Stated goal
Pull out every line of the listing below that contains the word "grassy", copying each line in full.

[START Dataset records]

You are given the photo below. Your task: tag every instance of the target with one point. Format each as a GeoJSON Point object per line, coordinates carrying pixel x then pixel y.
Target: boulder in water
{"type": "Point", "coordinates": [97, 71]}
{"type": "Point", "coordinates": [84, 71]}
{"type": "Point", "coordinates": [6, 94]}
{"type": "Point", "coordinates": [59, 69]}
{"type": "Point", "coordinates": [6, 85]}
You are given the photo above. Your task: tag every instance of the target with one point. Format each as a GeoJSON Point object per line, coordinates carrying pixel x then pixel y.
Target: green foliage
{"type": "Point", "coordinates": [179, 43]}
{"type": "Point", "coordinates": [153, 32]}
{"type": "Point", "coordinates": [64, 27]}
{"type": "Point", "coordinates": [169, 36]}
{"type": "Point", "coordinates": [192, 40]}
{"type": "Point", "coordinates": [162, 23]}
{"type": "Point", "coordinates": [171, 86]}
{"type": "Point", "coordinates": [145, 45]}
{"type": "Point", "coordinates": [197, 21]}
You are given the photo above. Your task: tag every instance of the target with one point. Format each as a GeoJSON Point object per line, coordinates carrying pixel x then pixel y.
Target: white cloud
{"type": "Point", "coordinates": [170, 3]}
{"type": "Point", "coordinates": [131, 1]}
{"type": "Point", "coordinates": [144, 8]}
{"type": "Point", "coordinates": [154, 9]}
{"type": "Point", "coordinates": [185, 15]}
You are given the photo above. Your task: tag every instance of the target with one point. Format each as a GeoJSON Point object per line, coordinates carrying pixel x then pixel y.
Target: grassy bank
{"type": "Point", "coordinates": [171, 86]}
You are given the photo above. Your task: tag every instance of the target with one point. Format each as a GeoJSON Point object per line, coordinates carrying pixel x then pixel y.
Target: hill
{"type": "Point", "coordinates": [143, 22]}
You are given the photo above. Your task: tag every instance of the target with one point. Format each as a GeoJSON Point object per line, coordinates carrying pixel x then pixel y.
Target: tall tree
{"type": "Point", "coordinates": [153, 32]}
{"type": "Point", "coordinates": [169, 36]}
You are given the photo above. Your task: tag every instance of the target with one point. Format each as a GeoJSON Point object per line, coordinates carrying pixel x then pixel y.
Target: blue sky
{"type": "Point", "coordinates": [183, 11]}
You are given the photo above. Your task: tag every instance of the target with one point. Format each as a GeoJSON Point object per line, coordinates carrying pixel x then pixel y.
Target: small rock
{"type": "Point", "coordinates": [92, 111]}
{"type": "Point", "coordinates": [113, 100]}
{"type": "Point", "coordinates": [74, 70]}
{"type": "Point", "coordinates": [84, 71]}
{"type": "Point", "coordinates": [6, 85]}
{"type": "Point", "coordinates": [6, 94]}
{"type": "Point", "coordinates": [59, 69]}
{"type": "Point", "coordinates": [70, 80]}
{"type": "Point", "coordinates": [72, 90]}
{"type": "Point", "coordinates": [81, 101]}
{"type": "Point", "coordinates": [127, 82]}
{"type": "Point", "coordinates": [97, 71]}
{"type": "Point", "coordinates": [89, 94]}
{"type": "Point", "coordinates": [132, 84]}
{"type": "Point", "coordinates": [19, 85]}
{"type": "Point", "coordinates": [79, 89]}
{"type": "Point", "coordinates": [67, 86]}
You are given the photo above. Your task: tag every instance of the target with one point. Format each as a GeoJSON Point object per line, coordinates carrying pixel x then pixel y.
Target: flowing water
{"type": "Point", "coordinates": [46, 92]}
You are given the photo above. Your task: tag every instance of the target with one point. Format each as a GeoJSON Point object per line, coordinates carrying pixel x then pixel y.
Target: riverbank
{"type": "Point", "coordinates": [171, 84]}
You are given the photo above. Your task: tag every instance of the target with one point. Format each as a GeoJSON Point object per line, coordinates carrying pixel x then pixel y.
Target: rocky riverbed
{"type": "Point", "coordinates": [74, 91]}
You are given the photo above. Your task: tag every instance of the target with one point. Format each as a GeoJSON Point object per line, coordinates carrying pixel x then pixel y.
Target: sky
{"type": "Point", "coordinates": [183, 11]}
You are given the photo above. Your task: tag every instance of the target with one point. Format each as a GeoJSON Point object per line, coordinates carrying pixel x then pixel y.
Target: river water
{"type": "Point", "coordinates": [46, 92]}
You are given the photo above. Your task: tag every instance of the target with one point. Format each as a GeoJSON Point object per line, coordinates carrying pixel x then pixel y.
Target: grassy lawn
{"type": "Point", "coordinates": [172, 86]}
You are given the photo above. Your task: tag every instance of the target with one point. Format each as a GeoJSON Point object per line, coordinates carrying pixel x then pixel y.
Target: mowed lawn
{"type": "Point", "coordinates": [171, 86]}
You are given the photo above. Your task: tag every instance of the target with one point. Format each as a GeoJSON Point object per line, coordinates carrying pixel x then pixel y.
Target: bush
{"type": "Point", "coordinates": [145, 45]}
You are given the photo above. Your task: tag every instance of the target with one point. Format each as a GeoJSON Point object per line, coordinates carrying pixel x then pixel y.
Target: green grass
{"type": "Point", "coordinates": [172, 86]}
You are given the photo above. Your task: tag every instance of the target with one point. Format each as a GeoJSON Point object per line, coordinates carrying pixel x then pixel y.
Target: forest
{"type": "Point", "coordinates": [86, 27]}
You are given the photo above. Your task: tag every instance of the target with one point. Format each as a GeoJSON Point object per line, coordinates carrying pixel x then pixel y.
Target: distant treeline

[END Dataset records]

Response for this exercise
Target: grassy bank
Target: grassy lawn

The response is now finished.